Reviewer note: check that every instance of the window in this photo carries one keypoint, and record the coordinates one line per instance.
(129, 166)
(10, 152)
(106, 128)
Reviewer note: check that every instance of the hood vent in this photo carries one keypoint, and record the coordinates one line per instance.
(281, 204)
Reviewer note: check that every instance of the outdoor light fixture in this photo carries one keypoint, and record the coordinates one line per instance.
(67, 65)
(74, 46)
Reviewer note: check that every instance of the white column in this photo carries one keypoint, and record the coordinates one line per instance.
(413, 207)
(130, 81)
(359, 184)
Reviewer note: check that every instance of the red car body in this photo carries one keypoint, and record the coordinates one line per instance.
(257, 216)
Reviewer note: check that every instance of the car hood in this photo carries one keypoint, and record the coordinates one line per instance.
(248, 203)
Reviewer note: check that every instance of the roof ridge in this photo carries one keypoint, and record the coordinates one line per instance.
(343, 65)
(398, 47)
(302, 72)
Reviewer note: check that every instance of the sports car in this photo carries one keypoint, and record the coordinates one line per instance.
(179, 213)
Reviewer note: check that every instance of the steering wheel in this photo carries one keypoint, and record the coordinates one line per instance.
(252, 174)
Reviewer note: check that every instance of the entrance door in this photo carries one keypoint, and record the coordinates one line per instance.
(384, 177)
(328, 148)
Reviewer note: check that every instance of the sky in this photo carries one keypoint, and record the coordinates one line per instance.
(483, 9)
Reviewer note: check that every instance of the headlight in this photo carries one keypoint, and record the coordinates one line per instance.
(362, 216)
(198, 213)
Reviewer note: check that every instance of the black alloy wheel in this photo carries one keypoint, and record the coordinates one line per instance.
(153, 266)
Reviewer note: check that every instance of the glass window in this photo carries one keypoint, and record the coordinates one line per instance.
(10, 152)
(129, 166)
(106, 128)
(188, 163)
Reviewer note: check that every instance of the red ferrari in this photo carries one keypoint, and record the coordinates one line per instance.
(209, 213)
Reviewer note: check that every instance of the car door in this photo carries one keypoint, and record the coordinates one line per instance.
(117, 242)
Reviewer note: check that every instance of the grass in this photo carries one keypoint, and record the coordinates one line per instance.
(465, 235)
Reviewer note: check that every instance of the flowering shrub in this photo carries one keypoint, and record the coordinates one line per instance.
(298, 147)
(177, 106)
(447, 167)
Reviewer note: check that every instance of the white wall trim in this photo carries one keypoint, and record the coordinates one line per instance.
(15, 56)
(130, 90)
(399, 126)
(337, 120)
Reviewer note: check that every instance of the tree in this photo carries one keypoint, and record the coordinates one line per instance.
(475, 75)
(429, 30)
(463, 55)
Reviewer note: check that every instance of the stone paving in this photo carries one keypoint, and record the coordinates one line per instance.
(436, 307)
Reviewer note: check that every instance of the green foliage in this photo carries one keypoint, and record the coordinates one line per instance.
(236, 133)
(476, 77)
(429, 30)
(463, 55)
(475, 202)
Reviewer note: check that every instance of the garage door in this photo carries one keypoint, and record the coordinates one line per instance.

_WHAT YOU ARE ASKED TO DO_.
Give back the full listing above verbatim.

_OUTPUT_.
Reviewer note: check that every instance of the window in this photo carries one keypoint, and record the coordinates one line per instance.
(129, 166)
(10, 152)
(106, 128)
Reviewer note: check that every instance of the hood vent in this photo carries one keypoint, and record the coordinates one line per instance.
(281, 204)
Reviewer note: check that every instance of the outdoor light fixture in this photo carries one keypoint, and record the coordinates one line per instance.
(67, 65)
(74, 46)
Reviewer note: check that every instance of the white column in this photo carries one keypoint, and record the coordinates one line per instance.
(413, 207)
(130, 81)
(359, 184)
Reviewer note: check that every instance of the red car body in this photo carries one keypoint, and record the coordinates one line per instance.
(257, 216)
Reviewer note: check that every instance of the car hood in this photo carries one keypoint, and record the coordinates one line per instance.
(248, 203)
Reviewer note: check that every instance of the roof ridge in this photo carries one keypoint, and record the coordinates one line per instance.
(343, 65)
(398, 47)
(302, 72)
Reviewer note: check that every instance of the sports car in this photo carries one keypoint, and record the coordinates one line per instance.
(179, 213)
Reviewer note: check that every instance of the steering wheel in this photo carries one keypoint, and record the coordinates one line per instance.
(252, 174)
Reviewer note: check that every instance of the entrance door in this photo carries one keypoint, and record the coordinates one line per instance.
(384, 177)
(328, 148)
Reviewer note: check that every instance of the sky in this photo carries one keypoint, and record the coordinates one line per instance.
(483, 9)
Reviewer note: check that every instance of the headlight in this photo carries one keypoint, and record the coordinates one line per instance.
(362, 216)
(198, 213)
Reviewer note: check that every instance of the black alloy wheel in this photo carries one keypoint, and record the coordinates one line per instance.
(153, 266)
Reviewer note: check that every instance of the glass window in this photo carries one keypoint, and record the coordinates one line per instance.
(10, 152)
(129, 166)
(106, 128)
(188, 163)
Reviewer note: check that every instance of the red ferrari in this photo carries one keypoint, and record the coordinates one line per instance.
(209, 213)
Reviewer note: check that every instance of the car door in this photo carries one keypoint, and record the coordinates one line per instance.
(117, 242)
Reviewer note: check that every instance of the grass in this photo carries one keypoint, and record the coordinates one line per instance.
(465, 235)
Reviewer note: check that every instance of the flowering shrub in this photo carries one keypoint, and record the coordinates one line per instance.
(298, 147)
(177, 106)
(447, 167)
Reviewer note: check that every instance of the white wall trim in this photo carries one keypoint, and record the coordinates one line per instance.
(15, 56)
(130, 90)
(399, 126)
(337, 120)
Reviewer note: check that every instance of the tree in this photo carries one keypoint, and record the coordinates one line per instance.
(475, 75)
(429, 30)
(463, 55)
Reviewer note: check that every instance of the stone paving in this photo carries one keypoint, and record the coordinates one line per instance.
(436, 307)
Reviewer note: check that every instance of the green foliage in this photo carries one keypoint, and record the coordinates one line per instance.
(236, 133)
(476, 77)
(429, 30)
(463, 55)
(475, 202)
Reviewer note: check that every instance of the garage door in this photo carries one keypoint, and record the coordinates one line per instance.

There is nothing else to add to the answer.